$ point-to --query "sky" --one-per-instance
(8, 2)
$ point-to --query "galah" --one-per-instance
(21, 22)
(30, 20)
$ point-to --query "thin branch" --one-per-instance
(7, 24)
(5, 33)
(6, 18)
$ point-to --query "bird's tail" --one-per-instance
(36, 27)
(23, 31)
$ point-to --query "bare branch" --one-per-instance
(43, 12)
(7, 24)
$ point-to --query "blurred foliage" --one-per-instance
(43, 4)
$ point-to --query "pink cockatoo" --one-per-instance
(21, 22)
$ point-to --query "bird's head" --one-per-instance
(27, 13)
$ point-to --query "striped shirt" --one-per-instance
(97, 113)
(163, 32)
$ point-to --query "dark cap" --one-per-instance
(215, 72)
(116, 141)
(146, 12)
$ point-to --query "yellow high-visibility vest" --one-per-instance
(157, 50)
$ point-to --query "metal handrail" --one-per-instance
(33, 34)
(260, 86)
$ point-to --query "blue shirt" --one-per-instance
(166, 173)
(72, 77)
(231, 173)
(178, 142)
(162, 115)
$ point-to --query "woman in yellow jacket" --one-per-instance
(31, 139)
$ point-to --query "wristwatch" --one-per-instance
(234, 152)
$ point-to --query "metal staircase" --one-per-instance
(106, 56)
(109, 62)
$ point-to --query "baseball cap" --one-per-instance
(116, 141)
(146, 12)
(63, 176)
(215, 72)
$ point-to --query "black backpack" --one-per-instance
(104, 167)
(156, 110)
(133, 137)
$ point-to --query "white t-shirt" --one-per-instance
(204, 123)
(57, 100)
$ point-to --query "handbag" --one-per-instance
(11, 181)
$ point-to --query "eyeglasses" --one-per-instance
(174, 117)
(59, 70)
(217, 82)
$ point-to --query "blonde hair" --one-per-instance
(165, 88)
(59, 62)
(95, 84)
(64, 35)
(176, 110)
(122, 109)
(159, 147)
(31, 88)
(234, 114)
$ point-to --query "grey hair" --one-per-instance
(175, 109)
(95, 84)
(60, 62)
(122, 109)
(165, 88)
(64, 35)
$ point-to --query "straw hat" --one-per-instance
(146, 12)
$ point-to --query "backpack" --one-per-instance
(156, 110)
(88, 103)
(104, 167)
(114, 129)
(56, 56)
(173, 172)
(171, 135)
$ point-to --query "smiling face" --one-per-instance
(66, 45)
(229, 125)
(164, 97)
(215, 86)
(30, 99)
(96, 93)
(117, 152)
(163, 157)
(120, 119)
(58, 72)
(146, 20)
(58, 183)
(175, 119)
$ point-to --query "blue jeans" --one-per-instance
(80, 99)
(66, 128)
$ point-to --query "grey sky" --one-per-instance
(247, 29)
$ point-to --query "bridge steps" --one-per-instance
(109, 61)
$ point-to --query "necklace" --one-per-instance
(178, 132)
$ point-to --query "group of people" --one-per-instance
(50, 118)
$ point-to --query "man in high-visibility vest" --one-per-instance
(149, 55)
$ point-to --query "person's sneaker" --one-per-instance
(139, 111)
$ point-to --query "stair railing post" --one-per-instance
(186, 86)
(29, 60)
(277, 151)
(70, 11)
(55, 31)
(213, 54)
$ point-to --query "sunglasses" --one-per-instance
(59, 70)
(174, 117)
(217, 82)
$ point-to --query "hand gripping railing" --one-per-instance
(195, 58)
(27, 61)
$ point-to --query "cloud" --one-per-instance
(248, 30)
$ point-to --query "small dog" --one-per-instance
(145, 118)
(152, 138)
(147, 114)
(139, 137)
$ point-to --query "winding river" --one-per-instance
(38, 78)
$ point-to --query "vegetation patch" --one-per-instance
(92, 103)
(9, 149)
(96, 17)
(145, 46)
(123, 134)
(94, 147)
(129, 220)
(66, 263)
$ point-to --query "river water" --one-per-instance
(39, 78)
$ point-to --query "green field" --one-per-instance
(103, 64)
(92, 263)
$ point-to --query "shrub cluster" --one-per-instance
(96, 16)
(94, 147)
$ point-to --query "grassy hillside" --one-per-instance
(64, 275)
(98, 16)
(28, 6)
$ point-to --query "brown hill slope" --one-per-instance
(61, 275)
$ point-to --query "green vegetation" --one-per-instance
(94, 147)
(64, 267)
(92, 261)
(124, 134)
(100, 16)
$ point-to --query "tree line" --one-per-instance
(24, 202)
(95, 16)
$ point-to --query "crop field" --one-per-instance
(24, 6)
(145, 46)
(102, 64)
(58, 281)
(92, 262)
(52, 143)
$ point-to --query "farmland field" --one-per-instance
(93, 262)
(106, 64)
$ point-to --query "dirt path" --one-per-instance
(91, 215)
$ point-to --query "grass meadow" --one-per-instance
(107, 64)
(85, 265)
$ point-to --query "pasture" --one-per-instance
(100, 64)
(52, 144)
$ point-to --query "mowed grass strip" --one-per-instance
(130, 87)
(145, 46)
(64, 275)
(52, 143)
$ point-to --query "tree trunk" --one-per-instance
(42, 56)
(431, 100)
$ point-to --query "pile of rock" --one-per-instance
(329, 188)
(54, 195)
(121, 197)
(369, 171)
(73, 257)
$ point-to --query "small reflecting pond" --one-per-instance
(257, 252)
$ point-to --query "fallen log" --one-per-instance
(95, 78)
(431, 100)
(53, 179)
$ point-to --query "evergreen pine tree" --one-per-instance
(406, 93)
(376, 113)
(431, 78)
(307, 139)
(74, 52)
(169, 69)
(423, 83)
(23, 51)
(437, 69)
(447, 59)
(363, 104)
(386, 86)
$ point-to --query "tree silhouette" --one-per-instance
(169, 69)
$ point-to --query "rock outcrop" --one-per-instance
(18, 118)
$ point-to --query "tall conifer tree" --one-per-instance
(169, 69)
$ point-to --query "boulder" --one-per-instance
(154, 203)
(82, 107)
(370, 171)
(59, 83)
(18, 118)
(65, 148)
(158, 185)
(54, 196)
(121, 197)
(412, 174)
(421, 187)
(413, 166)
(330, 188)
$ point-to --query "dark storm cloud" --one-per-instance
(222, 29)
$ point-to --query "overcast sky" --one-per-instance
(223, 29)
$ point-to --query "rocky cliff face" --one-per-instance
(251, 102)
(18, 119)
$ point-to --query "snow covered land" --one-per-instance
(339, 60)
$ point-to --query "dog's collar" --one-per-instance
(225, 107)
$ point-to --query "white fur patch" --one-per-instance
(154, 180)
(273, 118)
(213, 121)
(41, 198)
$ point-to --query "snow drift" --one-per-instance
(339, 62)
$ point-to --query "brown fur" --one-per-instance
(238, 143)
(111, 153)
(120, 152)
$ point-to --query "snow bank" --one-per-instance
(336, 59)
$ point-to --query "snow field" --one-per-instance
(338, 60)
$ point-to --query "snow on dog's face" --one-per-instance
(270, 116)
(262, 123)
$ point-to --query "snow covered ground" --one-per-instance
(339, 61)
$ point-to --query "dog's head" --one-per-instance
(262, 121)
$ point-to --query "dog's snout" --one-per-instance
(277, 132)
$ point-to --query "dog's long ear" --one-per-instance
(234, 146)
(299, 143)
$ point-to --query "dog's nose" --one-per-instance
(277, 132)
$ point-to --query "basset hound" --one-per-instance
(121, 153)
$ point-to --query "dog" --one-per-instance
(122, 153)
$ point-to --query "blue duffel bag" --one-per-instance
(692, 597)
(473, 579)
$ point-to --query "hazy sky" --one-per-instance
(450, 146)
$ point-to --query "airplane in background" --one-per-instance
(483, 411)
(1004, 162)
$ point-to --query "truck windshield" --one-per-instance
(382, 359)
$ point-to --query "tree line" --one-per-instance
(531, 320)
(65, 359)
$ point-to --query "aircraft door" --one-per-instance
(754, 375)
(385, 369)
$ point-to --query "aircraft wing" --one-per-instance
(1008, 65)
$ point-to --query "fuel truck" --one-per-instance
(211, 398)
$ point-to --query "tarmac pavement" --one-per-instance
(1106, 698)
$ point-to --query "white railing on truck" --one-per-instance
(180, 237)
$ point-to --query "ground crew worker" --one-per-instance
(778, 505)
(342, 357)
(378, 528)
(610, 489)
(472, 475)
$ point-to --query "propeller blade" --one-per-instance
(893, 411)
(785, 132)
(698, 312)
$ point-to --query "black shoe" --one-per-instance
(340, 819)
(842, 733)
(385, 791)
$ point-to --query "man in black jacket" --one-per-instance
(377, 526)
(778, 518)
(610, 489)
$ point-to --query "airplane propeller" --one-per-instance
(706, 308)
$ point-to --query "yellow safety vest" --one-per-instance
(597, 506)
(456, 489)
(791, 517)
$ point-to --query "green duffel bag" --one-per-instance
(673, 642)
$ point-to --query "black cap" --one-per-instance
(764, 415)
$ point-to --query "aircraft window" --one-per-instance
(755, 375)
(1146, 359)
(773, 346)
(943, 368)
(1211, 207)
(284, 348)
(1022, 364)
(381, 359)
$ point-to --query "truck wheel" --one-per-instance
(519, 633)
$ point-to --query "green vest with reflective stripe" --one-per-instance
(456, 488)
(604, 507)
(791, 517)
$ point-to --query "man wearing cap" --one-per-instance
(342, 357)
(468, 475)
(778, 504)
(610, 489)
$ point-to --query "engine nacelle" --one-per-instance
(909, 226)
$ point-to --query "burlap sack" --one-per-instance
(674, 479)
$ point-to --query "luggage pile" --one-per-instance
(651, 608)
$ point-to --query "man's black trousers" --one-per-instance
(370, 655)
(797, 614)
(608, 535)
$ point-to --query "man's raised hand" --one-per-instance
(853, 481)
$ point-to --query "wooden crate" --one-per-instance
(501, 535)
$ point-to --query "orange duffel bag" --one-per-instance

TASK DIRECTIONS: Every line from the line containing "vest with reflective" to the last line of the material above must be repeated exactly, and no other line.

WRITTEN SOLUTION:
$ point-to --query "green vest with reflective stripe" --one-per-instance
(456, 488)
(604, 507)
(791, 517)
$ point-to --query "man wearing cap" --one-per-instance
(342, 357)
(468, 475)
(778, 504)
(610, 489)
$ point-to --query "engine nacelle" --one-per-instance
(909, 226)
$ point-to --query "burlap sack" --one-per-instance
(674, 479)
$ point-to --query "luggage pile" --one-per-instance
(651, 608)
$ point-to --query "man's black trousers" --one-per-instance
(370, 655)
(797, 614)
(608, 535)
$ point-to --query "man's raised hand" --one-per-instance
(853, 481)
$ point-to --query "wooden crate" --one-per-instance
(501, 535)
$ point-to --query "orange duffel bag" --one-per-instance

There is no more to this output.